** TASK GOAL **
Copy out every line below that contains the word "mountain".

** DATASET **
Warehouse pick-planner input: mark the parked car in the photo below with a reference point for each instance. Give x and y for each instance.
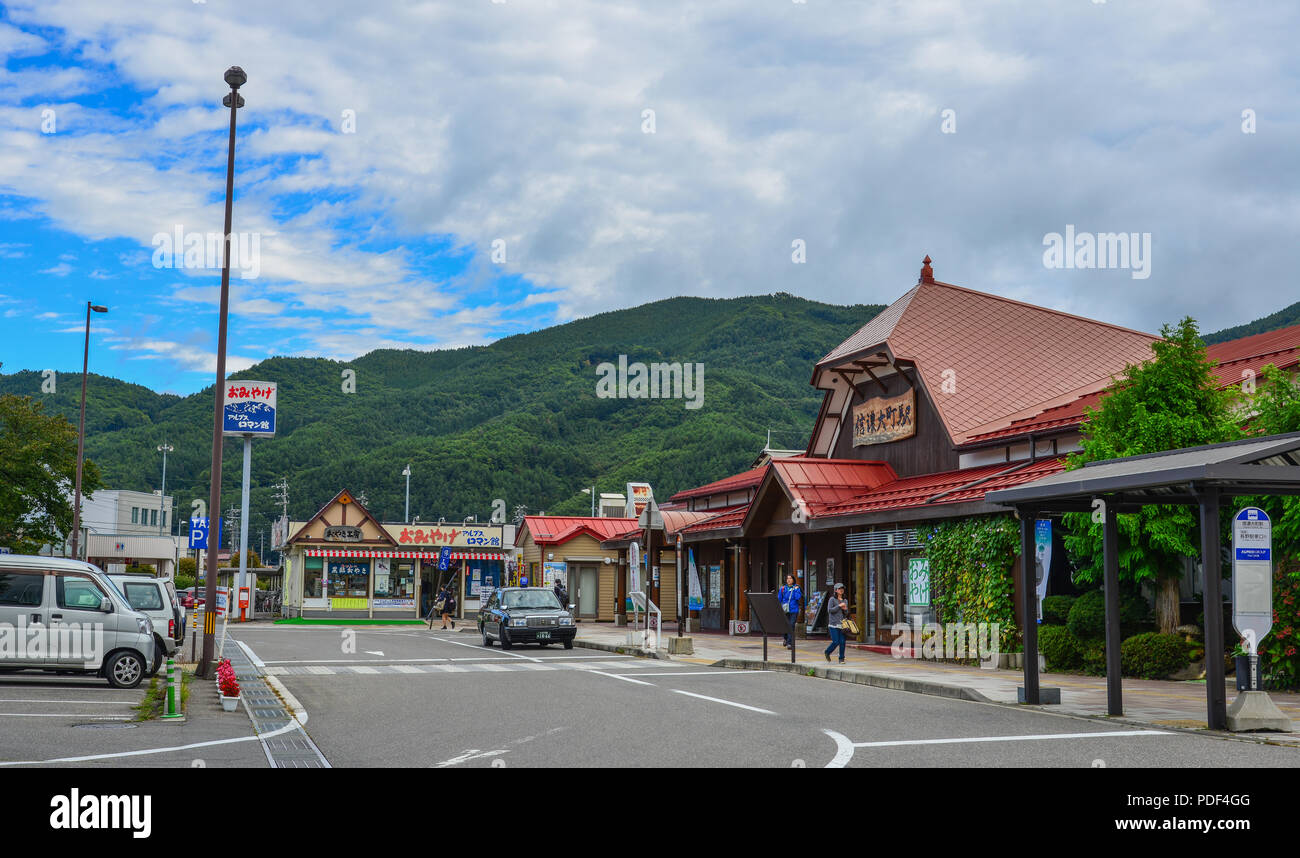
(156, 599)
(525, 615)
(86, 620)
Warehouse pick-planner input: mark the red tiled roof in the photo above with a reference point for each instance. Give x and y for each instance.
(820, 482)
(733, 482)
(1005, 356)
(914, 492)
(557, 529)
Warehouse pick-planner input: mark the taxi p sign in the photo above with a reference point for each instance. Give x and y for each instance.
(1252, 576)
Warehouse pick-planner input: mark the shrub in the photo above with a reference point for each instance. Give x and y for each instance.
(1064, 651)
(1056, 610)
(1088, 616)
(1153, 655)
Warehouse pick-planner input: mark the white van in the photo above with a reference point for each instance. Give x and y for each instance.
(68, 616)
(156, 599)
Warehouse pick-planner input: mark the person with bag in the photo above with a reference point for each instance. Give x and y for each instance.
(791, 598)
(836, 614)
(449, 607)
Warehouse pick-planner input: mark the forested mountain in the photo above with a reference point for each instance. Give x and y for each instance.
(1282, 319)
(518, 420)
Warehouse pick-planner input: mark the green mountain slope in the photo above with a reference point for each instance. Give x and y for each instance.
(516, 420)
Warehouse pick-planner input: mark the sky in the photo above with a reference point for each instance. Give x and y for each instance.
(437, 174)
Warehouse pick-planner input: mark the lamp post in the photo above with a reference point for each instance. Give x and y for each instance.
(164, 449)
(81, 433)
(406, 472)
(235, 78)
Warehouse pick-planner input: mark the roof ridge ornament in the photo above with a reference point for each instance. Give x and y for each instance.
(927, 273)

* * *

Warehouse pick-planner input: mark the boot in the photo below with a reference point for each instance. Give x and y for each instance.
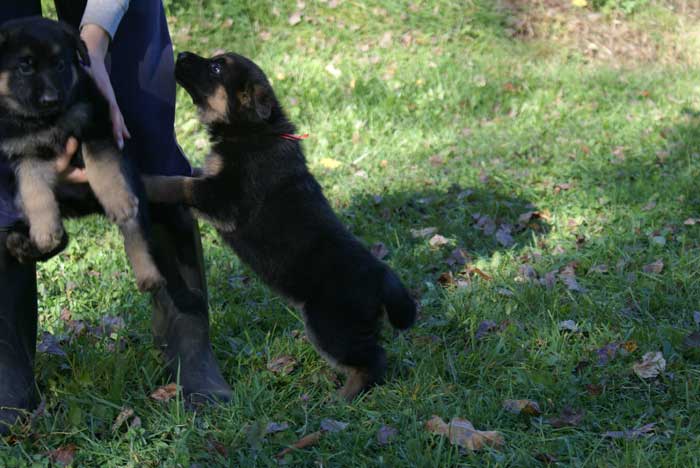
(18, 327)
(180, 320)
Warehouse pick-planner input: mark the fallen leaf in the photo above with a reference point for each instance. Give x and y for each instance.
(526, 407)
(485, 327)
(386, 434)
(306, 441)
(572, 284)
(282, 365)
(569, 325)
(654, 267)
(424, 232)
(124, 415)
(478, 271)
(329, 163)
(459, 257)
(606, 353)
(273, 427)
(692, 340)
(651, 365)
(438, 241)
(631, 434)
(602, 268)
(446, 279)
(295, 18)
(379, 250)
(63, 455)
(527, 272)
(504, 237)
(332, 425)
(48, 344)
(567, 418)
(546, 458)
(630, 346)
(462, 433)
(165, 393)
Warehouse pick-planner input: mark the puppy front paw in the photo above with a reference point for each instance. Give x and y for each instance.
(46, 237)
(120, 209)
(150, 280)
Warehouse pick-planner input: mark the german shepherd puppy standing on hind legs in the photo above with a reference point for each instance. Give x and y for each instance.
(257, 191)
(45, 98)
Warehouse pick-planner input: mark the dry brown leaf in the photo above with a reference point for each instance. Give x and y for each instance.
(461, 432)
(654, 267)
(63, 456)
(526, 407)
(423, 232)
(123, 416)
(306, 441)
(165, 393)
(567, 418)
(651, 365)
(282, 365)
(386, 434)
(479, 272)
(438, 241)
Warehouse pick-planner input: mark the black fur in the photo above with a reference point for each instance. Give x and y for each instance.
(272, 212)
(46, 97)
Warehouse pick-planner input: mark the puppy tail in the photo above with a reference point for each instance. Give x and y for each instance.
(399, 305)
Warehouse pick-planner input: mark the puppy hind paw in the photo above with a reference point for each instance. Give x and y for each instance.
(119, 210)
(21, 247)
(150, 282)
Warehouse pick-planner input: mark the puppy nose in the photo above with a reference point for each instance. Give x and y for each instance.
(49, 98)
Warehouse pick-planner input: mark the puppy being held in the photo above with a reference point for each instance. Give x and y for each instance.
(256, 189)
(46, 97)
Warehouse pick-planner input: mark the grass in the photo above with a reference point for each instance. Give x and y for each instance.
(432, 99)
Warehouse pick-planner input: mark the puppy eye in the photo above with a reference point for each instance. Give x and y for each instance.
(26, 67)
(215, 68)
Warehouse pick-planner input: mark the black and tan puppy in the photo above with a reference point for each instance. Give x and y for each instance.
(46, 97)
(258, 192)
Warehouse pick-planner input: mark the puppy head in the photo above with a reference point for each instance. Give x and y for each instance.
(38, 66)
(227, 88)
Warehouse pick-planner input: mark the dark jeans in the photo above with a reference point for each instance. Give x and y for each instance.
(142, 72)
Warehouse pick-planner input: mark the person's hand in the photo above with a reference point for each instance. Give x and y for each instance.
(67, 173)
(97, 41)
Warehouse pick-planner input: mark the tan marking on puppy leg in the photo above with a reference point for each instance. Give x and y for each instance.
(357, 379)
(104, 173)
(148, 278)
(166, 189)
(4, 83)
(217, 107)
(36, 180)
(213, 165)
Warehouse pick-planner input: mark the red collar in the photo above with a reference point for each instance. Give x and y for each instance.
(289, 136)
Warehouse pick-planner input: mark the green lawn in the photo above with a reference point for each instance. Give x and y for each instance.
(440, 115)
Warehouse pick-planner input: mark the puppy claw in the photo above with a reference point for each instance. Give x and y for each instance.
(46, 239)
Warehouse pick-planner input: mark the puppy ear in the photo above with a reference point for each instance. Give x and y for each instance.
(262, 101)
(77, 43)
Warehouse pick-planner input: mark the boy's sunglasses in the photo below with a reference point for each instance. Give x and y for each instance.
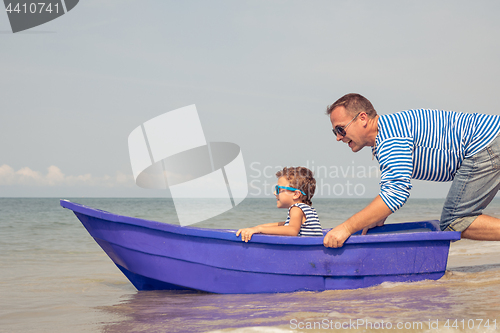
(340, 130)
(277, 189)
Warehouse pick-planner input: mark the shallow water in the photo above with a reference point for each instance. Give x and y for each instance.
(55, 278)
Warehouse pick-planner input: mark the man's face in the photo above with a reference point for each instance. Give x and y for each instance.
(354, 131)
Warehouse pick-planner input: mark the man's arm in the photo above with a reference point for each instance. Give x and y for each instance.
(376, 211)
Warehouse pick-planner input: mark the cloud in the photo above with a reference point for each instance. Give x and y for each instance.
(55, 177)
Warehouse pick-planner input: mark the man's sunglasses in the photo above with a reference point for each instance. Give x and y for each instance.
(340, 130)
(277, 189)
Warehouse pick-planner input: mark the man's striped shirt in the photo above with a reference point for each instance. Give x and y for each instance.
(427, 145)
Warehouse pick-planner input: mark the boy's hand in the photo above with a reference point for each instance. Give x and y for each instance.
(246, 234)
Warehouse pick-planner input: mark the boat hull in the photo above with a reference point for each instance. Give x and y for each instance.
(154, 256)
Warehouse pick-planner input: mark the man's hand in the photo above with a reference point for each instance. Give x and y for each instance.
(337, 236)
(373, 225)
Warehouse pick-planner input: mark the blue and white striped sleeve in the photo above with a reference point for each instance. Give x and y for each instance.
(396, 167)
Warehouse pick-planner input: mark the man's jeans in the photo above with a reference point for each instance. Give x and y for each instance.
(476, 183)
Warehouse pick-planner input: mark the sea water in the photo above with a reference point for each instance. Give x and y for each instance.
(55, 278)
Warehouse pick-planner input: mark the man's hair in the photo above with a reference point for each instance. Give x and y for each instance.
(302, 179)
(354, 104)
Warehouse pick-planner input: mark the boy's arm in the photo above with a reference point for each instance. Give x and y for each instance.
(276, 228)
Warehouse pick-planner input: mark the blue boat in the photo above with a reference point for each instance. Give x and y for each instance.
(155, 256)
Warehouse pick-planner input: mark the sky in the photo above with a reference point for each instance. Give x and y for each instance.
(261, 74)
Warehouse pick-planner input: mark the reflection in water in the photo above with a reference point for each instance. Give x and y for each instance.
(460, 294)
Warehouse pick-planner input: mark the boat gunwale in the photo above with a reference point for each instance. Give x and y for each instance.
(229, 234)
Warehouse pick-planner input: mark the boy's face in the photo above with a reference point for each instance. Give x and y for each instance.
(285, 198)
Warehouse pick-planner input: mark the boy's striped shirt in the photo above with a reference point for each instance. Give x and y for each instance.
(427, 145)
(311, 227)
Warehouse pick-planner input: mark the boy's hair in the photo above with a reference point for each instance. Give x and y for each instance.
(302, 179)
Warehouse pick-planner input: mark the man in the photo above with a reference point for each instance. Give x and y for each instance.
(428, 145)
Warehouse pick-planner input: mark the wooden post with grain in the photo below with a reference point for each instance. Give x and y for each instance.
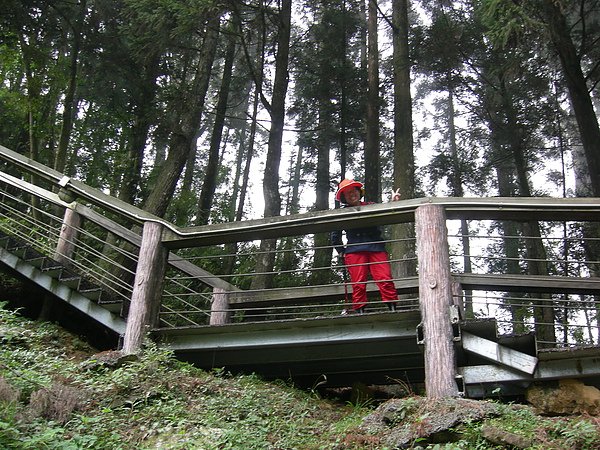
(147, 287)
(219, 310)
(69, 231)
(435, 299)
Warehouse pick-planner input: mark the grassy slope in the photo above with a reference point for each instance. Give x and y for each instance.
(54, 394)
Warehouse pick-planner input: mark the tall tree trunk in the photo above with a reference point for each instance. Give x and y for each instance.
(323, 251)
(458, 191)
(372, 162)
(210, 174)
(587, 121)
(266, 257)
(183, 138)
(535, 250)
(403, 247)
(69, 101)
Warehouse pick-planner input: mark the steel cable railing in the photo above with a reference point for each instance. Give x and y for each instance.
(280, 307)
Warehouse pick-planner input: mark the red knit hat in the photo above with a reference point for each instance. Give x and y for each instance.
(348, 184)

** REPLY TO THE TASK **
Warehouse pick-planner input: mark the forested mountain in the photo above with a reference point for each instance. Give x and y for each instance.
Warehouse pick-planner input: mark the green mountain slope in the photo above with a reference point for each instance. Give x and y for each instance.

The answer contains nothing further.